++++ Kaynak Metin ++++

Sürdürülebilir Tarım İçin Döngüsel Tarım

01 December 2020
Meltem ONAY

Ege Üniversitesi Peyzaj Mimarlığı Bölümü’nden mezun oldu. Adnan Menderes Üniversitesi-İşletme Bölümü’nden doktora unvanını aldı. Celal Bayar Üniversitesi’nde, Yönetim ve Organizasyon Anabilim Dalı’nda öğretim üyesi olarak görev yaptı. 2019 yılında, aynı üniversiteden emekli oldu. Şu anda Onbeş Kasım Kıbrıs Üniversitesi’nde rektör yardımcısı olarak görev yapmaktadır. 2020 yılında, tarıma olan hassasiyeti nedeniyle, Cemre Hareketi: Sürdürülebilir Tarım-Gıda Platformu’nu kurdu. Bu platform aracılığı ile ülkemizde, tarımda dijitalleşme ve döngüsel ekonomi uyumlu kooperatifçiliğin yaygınlaştırılması konusunda çalışmalarına devam etmektedir.

Sürdürülebilir Tarım İçin Döngüsel Tarım

  • 01 December 2020
  • 1725 Görüntülenme
  • YORUM

Sürdürülebilirlik kelimesi anlam itibariyle, çeşitlilik ve üretkenliğin devamlılığı sağlanırken, sürekli olabilme yeteneğini artırmak ve çevreyi korumayı ifade ediyor. Sürdürülebilirlik kavramı ilk defa 1987 yılında BM bünyesi altında çalışmakta olan “Dünya Çevre ve Kalkınma Komisyonu”nun yayınlamış olduğu “Ortak Geleceğimiz” isimli raporunda kullanılmış ve mevcut imkanları ve kaynakları en verimli şekilde değerlendirmeyi öngörmenin yanında, çevreyi ve üretim potansiyelini de korumayı içermektedir.

 

 

Hayatın her alanında sürdürülebilirliği, yaşamın devamı için zorunluluk olarak artık kabul etmek zorundayız. Yoksa ekosistemdeki sınırlı kaynaklar kısa sürede tükenecek ve yaşam bütün canlılar için yaşanmaz bir duruma gelecek. Bu doğal kaynakların başında ise tüm canlıların gıdalarını sağladıkları “toprak” gelmektedir. Bir insan faaliyeti olan tarımın sürdürülebilirliği ise tarımsal kaynakların doğa ve insan arasında bir denge oluşturmasını amaçlamaktadır. Bu bağlamda sürdürülebilir tarım temelde doğa bütçesinin en önemli saç ayağı olan toprağın verimliliği ve üretkenliği ve onun sağlıklı yönetilmesi ile ilişkilidir.

++++ Sağlanan Veriler ++++

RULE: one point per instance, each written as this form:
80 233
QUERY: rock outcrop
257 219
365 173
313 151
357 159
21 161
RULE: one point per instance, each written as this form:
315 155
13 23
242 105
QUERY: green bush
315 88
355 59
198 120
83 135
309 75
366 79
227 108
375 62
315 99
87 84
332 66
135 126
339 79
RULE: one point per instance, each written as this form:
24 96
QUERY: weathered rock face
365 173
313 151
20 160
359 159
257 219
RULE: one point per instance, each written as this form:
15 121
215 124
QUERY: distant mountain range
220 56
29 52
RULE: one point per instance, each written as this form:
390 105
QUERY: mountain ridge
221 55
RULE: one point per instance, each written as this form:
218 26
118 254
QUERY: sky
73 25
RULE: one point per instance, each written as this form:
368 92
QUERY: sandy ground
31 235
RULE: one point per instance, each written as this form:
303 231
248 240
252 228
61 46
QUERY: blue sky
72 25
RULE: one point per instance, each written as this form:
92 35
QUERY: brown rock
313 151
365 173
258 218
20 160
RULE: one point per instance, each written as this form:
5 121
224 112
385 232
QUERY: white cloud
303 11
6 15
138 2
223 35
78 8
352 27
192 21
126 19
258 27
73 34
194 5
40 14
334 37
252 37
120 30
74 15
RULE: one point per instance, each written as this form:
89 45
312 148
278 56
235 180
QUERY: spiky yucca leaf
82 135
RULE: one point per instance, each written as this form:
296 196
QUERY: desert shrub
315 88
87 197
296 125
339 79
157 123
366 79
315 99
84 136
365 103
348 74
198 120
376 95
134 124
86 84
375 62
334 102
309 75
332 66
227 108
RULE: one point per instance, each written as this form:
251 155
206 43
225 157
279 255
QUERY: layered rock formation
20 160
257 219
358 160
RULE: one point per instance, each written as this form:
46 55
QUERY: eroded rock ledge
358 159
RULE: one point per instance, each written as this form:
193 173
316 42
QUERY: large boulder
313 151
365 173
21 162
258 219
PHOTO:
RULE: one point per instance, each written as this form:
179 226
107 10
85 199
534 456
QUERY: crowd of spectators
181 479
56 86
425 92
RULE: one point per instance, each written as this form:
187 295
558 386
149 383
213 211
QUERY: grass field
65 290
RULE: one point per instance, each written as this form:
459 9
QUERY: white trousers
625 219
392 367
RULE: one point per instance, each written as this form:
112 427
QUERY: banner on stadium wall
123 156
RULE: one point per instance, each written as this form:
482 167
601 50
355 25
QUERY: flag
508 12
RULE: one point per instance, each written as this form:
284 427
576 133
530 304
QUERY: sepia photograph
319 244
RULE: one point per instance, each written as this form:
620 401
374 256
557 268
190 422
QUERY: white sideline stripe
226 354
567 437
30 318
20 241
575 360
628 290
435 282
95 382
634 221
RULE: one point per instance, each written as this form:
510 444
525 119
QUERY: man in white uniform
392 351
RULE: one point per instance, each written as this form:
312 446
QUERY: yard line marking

++++

▶ _Alıştırmalar_:
a. Döngüsel tarım yazısında "Ege Üniversitesi Peyzaj" ile "çalışmalarına devam etmektedir." arasındaki bölümü, iki ifade de dahil olmak üzere hiçbir değişiklik yapmadan yazın.
b. Döngüsel tarım yazısını kaldığı yerden sürdürün.

▶ _Görev Yanıtları_:
a.
Ege Üniversitesi Peyzaj Mimarlığı Bölümü’nden mezun oldu. Adnan Menderes Üniversitesi-İşletme Bölümü’nden doktora unvanını aldı. Celal Bayar Üniversitesi’nde, Yönetim ve Organizasyon Anabilim Dalı’nda öğretim üyesi olarak görev yaptı. 2019 yılında, aynı üniversiteden emekli oldu. Şu anda Onbeş Kasım Kıbrıs Üniversitesi’nde rektör yardımcısı olarak görev yapmaktadır. 2020 yılında, tarıma olan hassasiyeti nedeniyle, Cemre Hareketi: Sürdürülebilir Tarım-Gıda Platformu’nu kurdu. Bu platform aracılığı ile ülkemizde, tarımda dijitalleşme ve döngüsel ekonomi uyumlu kooperatifçiliğin yaygınlaştırılması konusunda çalışmalarına devam etmektedir.

b.
 

 

Bugün 7.7 milyara ulaşmış olan dünya nüfusunun tükettiği bütün yiyecekler hayvansal ve bitkisel kaynaklar dolaylı olarak topraktan sağlanmaktadır. Günümüzde artan gıda ihtiyacını karşılamak için sürdürülebilir tarım doğal olarak sadece topraklarımız ile de ilgili değildir.

 

 

Sürdürülebilir tarım; gıda güvenliğini garanti altına almanın, sağlıklı ekosistemleri beslemenin, toprağın, suyun ve doğal kaynakların sürdürülebilir yönetimini desteklemenin yolu olarak ortaya çıkmaktadır. Ancak böyle bir bütüncül yaklaşımla çölleşme ve erozyon ile mücadele edebilir, tarımdaki olumsuz çevre koşullarını azaltarak, istenilen üretim artışını gerçekleştirebiliriz.

 

 

Döngüsel (dairesel) bir ürün olan tekerlek, toplumsal gelişime katkıda bulunan çığır açan icatlardan biri olmuştur. Döngüsellik sayesinde insan faaliyetlerini etkileyen önemli bir ekonomik model ortaya çıktığında tarihin kendisini tekrar ettiği söylenebilir.

 

 

Döngüsel ekonomi, doğası ve amacı itibariyle iyileştirici olan ve kaynakların döngüsel bir şekilde yönetildiği endüstriyel bir ekonomi olarak tanımlanabilir. Döngüsel ekonomi kavramı, toplumun kaynaklardan maksimum değer almasını ve kaynak tüketimini reel ve gelecek ihtiyaçlara göre uyarlamasını sağlar. Atık önleme, yeniden kullanım, geri dönüşüm ve geri kazanım (malzeme ve enerji) toplumun kaynaklarından maksimum değer almasını ve tüketimi reel ihtiyaçlara göre uyarlamasını mümkün kılar. Bu şekilde birincil kaynaklara yönelik talep optimize edilmiş olur ve bununla bağlantılı olarak çevreye etki ve enerji kullanımı hafifletilmiş olur. Daha net bir açıklama ile döngüsel ekonomi, mevcut üretim süreçlerinde tüketim aşamasında oluşan çıktıların, başka bir sürecin girdisi olarak türetilmesi, yeniden dönüştürülerek çevre dostu, ekonomik ve sürdürülebilir alternatifler sunmaktadır.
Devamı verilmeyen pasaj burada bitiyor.